Written request:
Reproduce the listing below without changes, except that pictures are left out.
** begin **
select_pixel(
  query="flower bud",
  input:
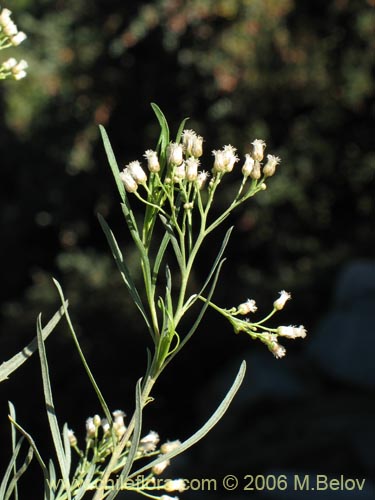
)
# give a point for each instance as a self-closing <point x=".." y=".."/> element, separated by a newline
<point x="18" y="38"/>
<point x="292" y="332"/>
<point x="71" y="437"/>
<point x="160" y="467"/>
<point x="248" y="165"/>
<point x="175" y="485"/>
<point x="90" y="428"/>
<point x="130" y="185"/>
<point x="149" y="442"/>
<point x="270" y="167"/>
<point x="152" y="161"/>
<point x="281" y="301"/>
<point x="255" y="172"/>
<point x="247" y="307"/>
<point x="175" y="154"/>
<point x="202" y="178"/>
<point x="170" y="446"/>
<point x="191" y="165"/>
<point x="137" y="172"/>
<point x="258" y="149"/>
<point x="179" y="173"/>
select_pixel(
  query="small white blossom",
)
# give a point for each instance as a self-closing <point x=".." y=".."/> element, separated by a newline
<point x="258" y="149"/>
<point x="152" y="160"/>
<point x="256" y="172"/>
<point x="202" y="178"/>
<point x="149" y="442"/>
<point x="105" y="425"/>
<point x="175" y="485"/>
<point x="71" y="437"/>
<point x="192" y="143"/>
<point x="18" y="38"/>
<point x="137" y="172"/>
<point x="248" y="165"/>
<point x="179" y="173"/>
<point x="118" y="416"/>
<point x="246" y="307"/>
<point x="281" y="301"/>
<point x="270" y="167"/>
<point x="175" y="154"/>
<point x="128" y="180"/>
<point x="90" y="427"/>
<point x="160" y="467"/>
<point x="19" y="70"/>
<point x="292" y="332"/>
<point x="191" y="165"/>
<point x="9" y="63"/>
<point x="170" y="446"/>
<point x="225" y="159"/>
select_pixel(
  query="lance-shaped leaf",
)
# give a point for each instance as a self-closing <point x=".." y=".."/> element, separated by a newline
<point x="16" y="361"/>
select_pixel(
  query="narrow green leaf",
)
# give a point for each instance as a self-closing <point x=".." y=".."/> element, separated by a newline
<point x="181" y="129"/>
<point x="86" y="483"/>
<point x="135" y="441"/>
<point x="13" y="484"/>
<point x="123" y="268"/>
<point x="67" y="448"/>
<point x="12" y="413"/>
<point x="101" y="399"/>
<point x="174" y="241"/>
<point x="164" y="136"/>
<point x="10" y="468"/>
<point x="16" y="361"/>
<point x="51" y="412"/>
<point x="159" y="257"/>
<point x="112" y="162"/>
<point x="47" y="494"/>
<point x="211" y="422"/>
** end **
Full response:
select_pixel(
  query="flower bud",
  input:
)
# give a point for each instance as a self-closing <point x=".." y=".."/> element, separated by a newline
<point x="18" y="38"/>
<point x="292" y="332"/>
<point x="71" y="437"/>
<point x="160" y="467"/>
<point x="248" y="165"/>
<point x="175" y="485"/>
<point x="90" y="428"/>
<point x="130" y="185"/>
<point x="149" y="442"/>
<point x="270" y="167"/>
<point x="152" y="161"/>
<point x="281" y="301"/>
<point x="255" y="172"/>
<point x="247" y="307"/>
<point x="175" y="154"/>
<point x="202" y="178"/>
<point x="170" y="446"/>
<point x="191" y="165"/>
<point x="137" y="172"/>
<point x="258" y="149"/>
<point x="179" y="173"/>
select_pixel(
  query="small white blossom",
)
# give a point for each instance as a self-closing <point x=".." y=".."/> element, separated by a newline
<point x="258" y="149"/>
<point x="152" y="160"/>
<point x="256" y="172"/>
<point x="202" y="178"/>
<point x="149" y="442"/>
<point x="105" y="425"/>
<point x="175" y="485"/>
<point x="71" y="437"/>
<point x="192" y="143"/>
<point x="18" y="38"/>
<point x="137" y="172"/>
<point x="248" y="165"/>
<point x="179" y="173"/>
<point x="118" y="416"/>
<point x="246" y="307"/>
<point x="281" y="301"/>
<point x="270" y="167"/>
<point x="175" y="154"/>
<point x="128" y="180"/>
<point x="90" y="427"/>
<point x="160" y="467"/>
<point x="19" y="70"/>
<point x="292" y="332"/>
<point x="191" y="165"/>
<point x="9" y="63"/>
<point x="170" y="446"/>
<point x="225" y="159"/>
select_pixel(
  query="lance-shaped leaf",
)
# give a point for each instance as a self-closing <point x=".." y=".."/> element, separated by a newline
<point x="16" y="361"/>
select_pixel(
  query="narrow green leaf",
)
# give a point for each instance as a self-closing <point x=".." y=".."/> element, separated by a newline
<point x="181" y="129"/>
<point x="86" y="483"/>
<point x="135" y="441"/>
<point x="13" y="484"/>
<point x="123" y="268"/>
<point x="67" y="448"/>
<point x="12" y="413"/>
<point x="101" y="399"/>
<point x="174" y="241"/>
<point x="164" y="136"/>
<point x="10" y="468"/>
<point x="16" y="361"/>
<point x="51" y="412"/>
<point x="159" y="257"/>
<point x="112" y="162"/>
<point x="47" y="494"/>
<point x="211" y="422"/>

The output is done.